Excerpt:
Philip K. Dick has written some good stories that have been turned into movies. Blade Runner kicked ass and almost single-handedly jumpstarted the cyberpunk movement, but some of his lesser-known films were well-done too. Paycheck is one of his better films, with its engaging puzzle-plot that stretches the protagonist’s analytic skills to the utter limit as he tries to MacGyver a solution to his current problem on the fly with just a bunch of innocuous items. It’s like a two-day-long pop quiz for reverse engineers, except if he gets a question wrong he could lose his life. As the plot unfolds and he teases out the mystery of what exactly he did over the last three years to make so many people desperate to kill him, the viewer is hurtled along by the twists and turns, eager to see what new problem his magic envelope will help him solve next.

Exercise task 1: In the passage on Philip K. Dick film adaptations, which movie is said to have almost single-handedly jumpstarted the cyberpunk movement?
Exercise task 2: Carry on writing the passage about Philip K. Dick film adaptations, starting right after its last sentence.

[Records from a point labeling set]
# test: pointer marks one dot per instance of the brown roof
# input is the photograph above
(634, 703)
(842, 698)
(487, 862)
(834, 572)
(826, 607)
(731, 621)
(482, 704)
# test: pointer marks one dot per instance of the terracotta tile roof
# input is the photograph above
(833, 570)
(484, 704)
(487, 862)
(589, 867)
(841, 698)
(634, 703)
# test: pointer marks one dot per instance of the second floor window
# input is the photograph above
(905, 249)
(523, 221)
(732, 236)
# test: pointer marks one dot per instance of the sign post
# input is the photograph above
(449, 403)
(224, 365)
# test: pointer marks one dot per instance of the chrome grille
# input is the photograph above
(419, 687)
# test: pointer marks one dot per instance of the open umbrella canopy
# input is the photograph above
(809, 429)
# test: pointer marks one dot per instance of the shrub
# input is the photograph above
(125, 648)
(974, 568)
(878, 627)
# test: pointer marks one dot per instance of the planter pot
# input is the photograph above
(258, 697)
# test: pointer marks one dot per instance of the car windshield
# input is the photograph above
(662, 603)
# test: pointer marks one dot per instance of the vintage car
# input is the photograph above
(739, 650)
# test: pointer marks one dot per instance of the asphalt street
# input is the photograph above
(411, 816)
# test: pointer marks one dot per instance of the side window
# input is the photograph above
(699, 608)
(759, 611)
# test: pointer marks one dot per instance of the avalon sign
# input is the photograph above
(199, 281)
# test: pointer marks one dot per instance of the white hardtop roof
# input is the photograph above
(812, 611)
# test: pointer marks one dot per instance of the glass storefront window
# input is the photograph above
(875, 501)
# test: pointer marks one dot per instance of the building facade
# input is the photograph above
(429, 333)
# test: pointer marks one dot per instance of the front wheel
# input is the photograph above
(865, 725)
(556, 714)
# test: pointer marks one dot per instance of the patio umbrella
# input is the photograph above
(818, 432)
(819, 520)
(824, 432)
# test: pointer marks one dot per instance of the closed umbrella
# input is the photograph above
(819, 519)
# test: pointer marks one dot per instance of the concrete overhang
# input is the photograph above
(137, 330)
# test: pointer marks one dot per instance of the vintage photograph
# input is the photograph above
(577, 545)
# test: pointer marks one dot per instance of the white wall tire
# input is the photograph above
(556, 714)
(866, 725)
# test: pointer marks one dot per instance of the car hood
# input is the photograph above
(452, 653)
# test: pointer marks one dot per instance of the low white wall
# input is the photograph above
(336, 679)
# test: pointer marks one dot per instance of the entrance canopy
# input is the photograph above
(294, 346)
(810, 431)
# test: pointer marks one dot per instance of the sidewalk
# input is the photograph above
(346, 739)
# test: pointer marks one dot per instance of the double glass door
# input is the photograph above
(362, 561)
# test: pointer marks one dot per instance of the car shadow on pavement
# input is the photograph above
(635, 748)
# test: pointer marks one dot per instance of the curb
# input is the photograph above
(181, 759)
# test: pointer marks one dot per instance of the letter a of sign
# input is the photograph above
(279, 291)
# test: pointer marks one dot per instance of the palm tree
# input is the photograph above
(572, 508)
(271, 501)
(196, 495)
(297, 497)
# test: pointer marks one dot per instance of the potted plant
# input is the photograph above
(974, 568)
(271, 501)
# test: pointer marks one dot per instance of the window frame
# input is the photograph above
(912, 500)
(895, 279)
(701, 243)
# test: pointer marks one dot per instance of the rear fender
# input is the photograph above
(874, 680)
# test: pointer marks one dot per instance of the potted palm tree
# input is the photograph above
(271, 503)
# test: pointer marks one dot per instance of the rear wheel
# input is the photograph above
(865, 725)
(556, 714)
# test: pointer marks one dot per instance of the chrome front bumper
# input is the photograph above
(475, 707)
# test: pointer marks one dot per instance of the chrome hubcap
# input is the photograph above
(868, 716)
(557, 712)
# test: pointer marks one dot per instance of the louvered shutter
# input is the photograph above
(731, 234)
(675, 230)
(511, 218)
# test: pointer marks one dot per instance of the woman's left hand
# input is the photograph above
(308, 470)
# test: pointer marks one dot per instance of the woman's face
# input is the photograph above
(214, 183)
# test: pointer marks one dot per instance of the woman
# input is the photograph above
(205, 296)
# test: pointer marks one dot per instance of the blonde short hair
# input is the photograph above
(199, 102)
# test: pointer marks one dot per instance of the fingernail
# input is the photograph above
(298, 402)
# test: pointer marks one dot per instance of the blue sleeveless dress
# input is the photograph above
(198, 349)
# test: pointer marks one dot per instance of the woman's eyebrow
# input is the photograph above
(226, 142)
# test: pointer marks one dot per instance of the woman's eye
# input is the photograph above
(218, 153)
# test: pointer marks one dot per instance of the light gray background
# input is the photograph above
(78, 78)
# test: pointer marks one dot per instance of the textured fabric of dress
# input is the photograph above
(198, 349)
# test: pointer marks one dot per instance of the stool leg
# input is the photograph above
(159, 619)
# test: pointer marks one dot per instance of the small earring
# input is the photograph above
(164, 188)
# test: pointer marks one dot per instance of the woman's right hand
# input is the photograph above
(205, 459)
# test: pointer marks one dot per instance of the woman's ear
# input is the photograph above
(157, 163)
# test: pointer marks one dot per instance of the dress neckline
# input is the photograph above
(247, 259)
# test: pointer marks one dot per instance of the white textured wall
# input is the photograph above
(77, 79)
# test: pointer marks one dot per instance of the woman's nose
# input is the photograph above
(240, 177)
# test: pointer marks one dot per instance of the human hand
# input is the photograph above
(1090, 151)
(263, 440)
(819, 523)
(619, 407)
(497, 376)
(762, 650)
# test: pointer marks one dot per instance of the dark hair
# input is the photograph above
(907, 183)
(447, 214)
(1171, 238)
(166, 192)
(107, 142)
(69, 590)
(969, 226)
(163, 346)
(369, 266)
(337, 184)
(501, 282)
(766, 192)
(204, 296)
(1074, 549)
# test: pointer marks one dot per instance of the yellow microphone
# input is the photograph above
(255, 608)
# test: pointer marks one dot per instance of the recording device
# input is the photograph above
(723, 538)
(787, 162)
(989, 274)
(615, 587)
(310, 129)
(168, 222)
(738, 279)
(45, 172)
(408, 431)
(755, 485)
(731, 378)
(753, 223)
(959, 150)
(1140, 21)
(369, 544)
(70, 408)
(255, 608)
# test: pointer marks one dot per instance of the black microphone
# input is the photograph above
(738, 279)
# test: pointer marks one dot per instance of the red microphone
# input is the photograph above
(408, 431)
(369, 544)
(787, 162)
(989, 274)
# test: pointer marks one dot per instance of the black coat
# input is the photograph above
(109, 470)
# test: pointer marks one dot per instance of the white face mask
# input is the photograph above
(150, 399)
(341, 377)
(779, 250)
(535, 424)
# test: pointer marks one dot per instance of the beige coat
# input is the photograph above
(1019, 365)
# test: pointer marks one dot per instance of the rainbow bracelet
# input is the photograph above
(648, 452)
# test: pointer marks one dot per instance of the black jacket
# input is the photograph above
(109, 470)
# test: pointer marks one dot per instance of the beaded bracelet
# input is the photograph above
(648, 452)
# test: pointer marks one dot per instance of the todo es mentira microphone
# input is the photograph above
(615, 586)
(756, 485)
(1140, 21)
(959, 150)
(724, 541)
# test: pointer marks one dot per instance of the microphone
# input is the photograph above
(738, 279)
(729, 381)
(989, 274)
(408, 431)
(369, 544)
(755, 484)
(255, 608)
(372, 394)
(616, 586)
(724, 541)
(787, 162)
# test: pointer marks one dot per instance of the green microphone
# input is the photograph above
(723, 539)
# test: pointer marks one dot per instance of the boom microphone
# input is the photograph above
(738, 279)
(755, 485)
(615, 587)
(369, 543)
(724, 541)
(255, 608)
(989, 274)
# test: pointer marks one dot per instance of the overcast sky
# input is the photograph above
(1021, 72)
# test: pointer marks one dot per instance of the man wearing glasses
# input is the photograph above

Task result 1: Blade Runner

Task result 2:
The casting was a bit esoteric in this film. Of the central characters, Ben Affleck was the biggest name (at the time; Aaron Eckhart has since risen to fame as well), but Uma Thurman seemed to have the most talent. The construction of the overarching plot was clever and thrilling, but some of the dialogue was a bit… odd. While the explanations and exposition given was just enough to a taste of the mystery to keep me interested, the delivery could have been better, and if you’re going to delete a scene, don’t include a later scene with dialogue that directly refers back to it, or else it just sounds goofy and shoehorned. I don’t blame the actors for this, though, just the writers and editors.

If you enjoy engaging, cerebral thrillers, and don’t absolutely hate Ben Affleck, you will probably enjoy Paycheck. It’s a decent little sci fi action flick with enough twist and turns to keep you guessing.